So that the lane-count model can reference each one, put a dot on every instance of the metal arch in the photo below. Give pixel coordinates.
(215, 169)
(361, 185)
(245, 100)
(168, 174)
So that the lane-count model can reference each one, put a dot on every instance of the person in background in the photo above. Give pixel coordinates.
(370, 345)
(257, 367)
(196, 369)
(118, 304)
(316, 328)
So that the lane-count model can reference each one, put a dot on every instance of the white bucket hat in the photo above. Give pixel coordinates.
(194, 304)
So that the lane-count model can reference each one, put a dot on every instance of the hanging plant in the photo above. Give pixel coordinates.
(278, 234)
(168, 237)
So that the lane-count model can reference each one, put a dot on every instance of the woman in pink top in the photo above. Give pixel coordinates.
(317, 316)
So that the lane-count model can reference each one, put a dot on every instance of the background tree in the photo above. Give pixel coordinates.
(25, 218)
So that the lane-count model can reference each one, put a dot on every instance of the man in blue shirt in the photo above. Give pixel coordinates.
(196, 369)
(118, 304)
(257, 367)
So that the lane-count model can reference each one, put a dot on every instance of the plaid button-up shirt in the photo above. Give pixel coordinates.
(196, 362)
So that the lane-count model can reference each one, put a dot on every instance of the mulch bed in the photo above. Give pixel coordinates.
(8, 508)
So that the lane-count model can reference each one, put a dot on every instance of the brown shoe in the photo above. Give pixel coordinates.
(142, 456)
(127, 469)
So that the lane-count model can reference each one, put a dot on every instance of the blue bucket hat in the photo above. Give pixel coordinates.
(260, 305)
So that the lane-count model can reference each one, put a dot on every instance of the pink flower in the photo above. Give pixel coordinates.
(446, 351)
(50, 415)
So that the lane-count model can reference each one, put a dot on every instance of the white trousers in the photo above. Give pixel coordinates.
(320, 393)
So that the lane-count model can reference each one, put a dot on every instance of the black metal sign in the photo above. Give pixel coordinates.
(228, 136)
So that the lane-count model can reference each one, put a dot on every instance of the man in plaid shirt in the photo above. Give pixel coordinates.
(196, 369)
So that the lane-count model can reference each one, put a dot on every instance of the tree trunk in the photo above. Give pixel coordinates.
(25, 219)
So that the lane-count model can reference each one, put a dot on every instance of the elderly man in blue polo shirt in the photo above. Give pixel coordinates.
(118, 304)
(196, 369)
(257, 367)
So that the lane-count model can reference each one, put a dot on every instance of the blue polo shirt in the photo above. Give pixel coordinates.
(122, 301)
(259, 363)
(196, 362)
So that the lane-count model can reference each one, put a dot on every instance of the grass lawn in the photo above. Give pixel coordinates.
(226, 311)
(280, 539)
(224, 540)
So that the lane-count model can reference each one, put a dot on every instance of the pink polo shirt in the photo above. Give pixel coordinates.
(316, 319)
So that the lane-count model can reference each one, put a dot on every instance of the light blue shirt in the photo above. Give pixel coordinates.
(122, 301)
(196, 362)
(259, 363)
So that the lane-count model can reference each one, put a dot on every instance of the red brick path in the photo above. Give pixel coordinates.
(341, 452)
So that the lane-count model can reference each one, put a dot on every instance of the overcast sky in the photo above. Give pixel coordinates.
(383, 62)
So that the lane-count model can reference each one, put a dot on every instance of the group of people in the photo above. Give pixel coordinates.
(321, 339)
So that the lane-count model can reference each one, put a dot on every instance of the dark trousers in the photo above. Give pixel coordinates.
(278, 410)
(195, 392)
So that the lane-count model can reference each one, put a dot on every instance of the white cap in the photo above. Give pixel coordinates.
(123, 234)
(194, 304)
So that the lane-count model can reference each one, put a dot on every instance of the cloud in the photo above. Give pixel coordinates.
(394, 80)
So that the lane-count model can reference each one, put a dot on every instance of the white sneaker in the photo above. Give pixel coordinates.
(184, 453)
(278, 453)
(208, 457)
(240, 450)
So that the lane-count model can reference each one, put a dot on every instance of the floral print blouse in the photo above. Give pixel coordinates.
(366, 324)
_ _ _ _ _ _ _
Challenge: Each record above should be repeated exactly as it appears.

Solution to this task:
So that the lane-count model can reference each one, put a dot on every instance of the metal arch in the photo below. Give pixel coordinates.
(215, 169)
(361, 185)
(245, 100)
(168, 174)
So that the lane-count model can reference each one, put a dot on every instance of the person in background in the photo above. Give pixel coordinates.
(370, 345)
(257, 367)
(196, 369)
(118, 304)
(316, 328)
So that the lane-count model can reference each one, put a dot on every instance of the white bucket hat in the photo above. Give pixel coordinates.
(194, 304)
So that the lane-count model can reference each one, put a dot on every instance of the hanging plant in the photo above. Give pixel coordinates.
(278, 234)
(168, 237)
So that the lane-count model can reference each one, put a dot on every instance of the woman in pink top in the photo above. Give pixel coordinates.
(317, 316)
So that the lane-count model can reference each one, put a dot on every instance of the background tree in the photo above. Give pixel coordinates.
(25, 218)
So that the lane-count model can reference each one, put a dot on every instance of the man in blue shirt in the photo above. Give pixel coordinates.
(196, 369)
(118, 304)
(257, 367)
So that the lane-count model can reference each one, put a dot on every instance of the plaid button-up shirt in the photo above. Give pixel coordinates.
(196, 362)
So that the lane-count model can reference each one, put a dot on every instance of the mulch bed in the photo above. Give pixel coordinates.
(8, 508)
So that the lane-count model can reference each one, put a dot on every instance of the brown shoe in the photo above. Give pixel coordinates.
(142, 456)
(127, 469)
So that the lane-count model can reference each one, put a dot on every instance of the blue bucket hat in the photo above. Give pixel coordinates.
(260, 305)
So that the lane-count model can reference each one, put a dot on every instance of the pink flower in the photo above. Give pixel coordinates.
(446, 351)
(50, 415)
So that the lane-count model can reference each one, put a dot on every instance of the white trousers in the photo above. Give pixel coordinates.
(320, 393)
So that the lane-count model can reference each one, put a dot on every instance of the black metal sign in the photo above. Give pixel coordinates.
(228, 136)
So that the lane-count model can reference each one, put a dot on every instance of the man in plaid shirt in the photo above. Give pixel coordinates.
(196, 369)
So that the lane-count model can reference each one, put a dot on every instance of the tree trunk in the photo above. Give pixel coordinates.
(25, 219)
So that the lane-count model can reference each one, put a dot on every instance of the elderly man in blue polo shirt in the photo above. Give pixel coordinates.
(118, 304)
(196, 369)
(257, 367)
So that the lane-count model can reference each one, put a dot on every instance of the blue polo shirt in the photo above. Give pixel coordinates.
(122, 301)
(259, 363)
(196, 362)
So that the lane-count model can reference each one, put a dot on every instance of the grass lawn in the photo above. Give pixel coordinates.
(226, 311)
(280, 539)
(224, 540)
So that the lane-count model can reference each one, put a dot on every instance of the pink polo shirt in the photo above. Give pixel coordinates.
(316, 319)
So that the lane-count model can reference each one, put a dot on every instance of the light blue shirt in the photo above. Give pixel coordinates.
(122, 301)
(196, 362)
(259, 363)
So that the lane-count model can reference each one, put a dot on every instance of the red brick path in the photo above. Give pixel coordinates.
(341, 452)
So that the lane-count model can reference each one, put a dot on every instance of the overcast sky in the photo above. Give pixel coordinates.
(383, 62)
So that the lane-count model can reference each one, put a dot on every instance of the group of people in the photo above. Give pixel coordinates.
(321, 339)
So that the lane-count model can reference each one, put a dot on every instance of the dark trousers in the photo above. Give pixel coordinates.
(278, 410)
(195, 392)
So that the lane-count model can reference each one, put a dot on every instance of the white cap in the photo above. Give pixel coordinates.
(123, 234)
(194, 304)
So that the lane-count model can reference each one, put a dot on every instance of the cloud in the photo above. Give pixel coordinates.
(394, 80)
So that the lane-count model can reference each one, put a dot on every instance of the white sneaker in the photo above. Give pixel coordinates.
(184, 453)
(278, 453)
(208, 457)
(240, 450)
So that the lane-count model can reference each one, put a dot on every instance of the floral print blouse in the photo above. Give pixel coordinates.
(366, 324)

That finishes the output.